──────── Available data

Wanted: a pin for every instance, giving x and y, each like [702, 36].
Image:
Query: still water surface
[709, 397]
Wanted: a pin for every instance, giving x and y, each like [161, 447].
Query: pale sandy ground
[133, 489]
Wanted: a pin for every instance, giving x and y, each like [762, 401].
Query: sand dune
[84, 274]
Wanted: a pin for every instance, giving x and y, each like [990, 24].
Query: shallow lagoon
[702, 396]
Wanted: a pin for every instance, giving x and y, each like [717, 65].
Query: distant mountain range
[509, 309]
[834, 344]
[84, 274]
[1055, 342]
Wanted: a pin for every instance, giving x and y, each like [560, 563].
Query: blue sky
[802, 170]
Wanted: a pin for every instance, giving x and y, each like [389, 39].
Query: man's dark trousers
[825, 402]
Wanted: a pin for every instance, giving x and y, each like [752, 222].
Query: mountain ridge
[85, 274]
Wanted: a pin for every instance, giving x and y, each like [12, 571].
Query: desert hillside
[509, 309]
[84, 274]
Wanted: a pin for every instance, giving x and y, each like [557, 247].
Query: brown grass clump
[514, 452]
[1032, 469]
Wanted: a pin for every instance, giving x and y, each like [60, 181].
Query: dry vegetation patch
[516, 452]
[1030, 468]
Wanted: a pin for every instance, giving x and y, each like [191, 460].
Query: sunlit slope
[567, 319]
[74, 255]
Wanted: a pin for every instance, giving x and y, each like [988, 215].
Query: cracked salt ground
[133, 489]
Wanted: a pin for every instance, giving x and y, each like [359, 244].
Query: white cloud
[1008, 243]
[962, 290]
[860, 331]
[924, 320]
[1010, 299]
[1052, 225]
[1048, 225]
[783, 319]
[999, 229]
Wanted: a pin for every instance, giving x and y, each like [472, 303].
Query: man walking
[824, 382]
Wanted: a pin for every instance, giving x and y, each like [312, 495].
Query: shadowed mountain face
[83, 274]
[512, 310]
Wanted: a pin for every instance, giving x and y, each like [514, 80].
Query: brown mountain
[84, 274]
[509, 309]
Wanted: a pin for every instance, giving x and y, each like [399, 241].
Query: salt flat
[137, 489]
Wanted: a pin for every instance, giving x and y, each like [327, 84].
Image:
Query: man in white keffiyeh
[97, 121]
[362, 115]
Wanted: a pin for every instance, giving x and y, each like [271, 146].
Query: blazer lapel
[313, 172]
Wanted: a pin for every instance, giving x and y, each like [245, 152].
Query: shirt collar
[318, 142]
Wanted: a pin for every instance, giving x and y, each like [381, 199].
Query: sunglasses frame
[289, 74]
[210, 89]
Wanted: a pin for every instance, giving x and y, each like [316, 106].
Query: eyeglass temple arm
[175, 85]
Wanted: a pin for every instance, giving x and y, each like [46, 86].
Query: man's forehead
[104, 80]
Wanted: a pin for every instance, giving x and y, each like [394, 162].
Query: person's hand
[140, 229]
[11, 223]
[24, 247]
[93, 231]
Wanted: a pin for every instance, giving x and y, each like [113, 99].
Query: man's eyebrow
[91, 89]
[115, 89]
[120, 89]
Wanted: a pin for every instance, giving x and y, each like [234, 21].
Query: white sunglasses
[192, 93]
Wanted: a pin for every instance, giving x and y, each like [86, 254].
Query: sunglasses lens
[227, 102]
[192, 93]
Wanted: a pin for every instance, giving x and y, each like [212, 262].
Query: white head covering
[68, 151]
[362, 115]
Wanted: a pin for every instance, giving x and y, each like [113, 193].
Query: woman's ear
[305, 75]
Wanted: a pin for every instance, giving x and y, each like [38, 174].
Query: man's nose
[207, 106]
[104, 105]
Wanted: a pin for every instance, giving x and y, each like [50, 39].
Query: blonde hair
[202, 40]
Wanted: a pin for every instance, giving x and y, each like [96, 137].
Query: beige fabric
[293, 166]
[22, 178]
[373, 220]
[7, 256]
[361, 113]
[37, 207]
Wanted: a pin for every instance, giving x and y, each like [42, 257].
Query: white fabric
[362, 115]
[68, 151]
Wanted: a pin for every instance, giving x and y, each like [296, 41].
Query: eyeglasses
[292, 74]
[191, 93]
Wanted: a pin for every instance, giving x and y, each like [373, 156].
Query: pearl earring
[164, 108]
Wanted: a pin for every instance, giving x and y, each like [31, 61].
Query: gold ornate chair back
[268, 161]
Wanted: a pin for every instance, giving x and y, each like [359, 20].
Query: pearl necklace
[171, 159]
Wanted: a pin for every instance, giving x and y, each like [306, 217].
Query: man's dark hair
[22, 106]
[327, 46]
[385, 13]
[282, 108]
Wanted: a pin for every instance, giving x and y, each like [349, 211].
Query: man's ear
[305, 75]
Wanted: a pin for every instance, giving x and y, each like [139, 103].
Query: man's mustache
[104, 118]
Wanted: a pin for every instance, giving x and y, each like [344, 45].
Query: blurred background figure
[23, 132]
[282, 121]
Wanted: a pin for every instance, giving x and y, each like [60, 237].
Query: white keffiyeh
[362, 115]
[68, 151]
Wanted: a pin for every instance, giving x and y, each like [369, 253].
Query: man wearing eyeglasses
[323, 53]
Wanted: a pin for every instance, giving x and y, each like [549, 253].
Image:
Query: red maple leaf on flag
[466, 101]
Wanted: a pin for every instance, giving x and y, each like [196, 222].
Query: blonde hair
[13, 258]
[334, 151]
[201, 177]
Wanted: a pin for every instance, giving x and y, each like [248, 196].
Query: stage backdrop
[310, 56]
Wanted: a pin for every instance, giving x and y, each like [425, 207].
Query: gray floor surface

────────────────

Rescale the records from the line containing "like [248, 196]." through the end of the records, both ends included. Give every line again, requests included, with each x and y coordinate in the answers multiplied by 0.35 and rounded to a whole number (halves up), and leave the requests and their format samples unchanged.

Wanted: a pin for every instance, giving x and y, each like [248, 196].
Query: stage backdrop
[109, 20]
Wanted: a pin for every instance, giving x and y, each like [425, 207].
Query: gray floor surface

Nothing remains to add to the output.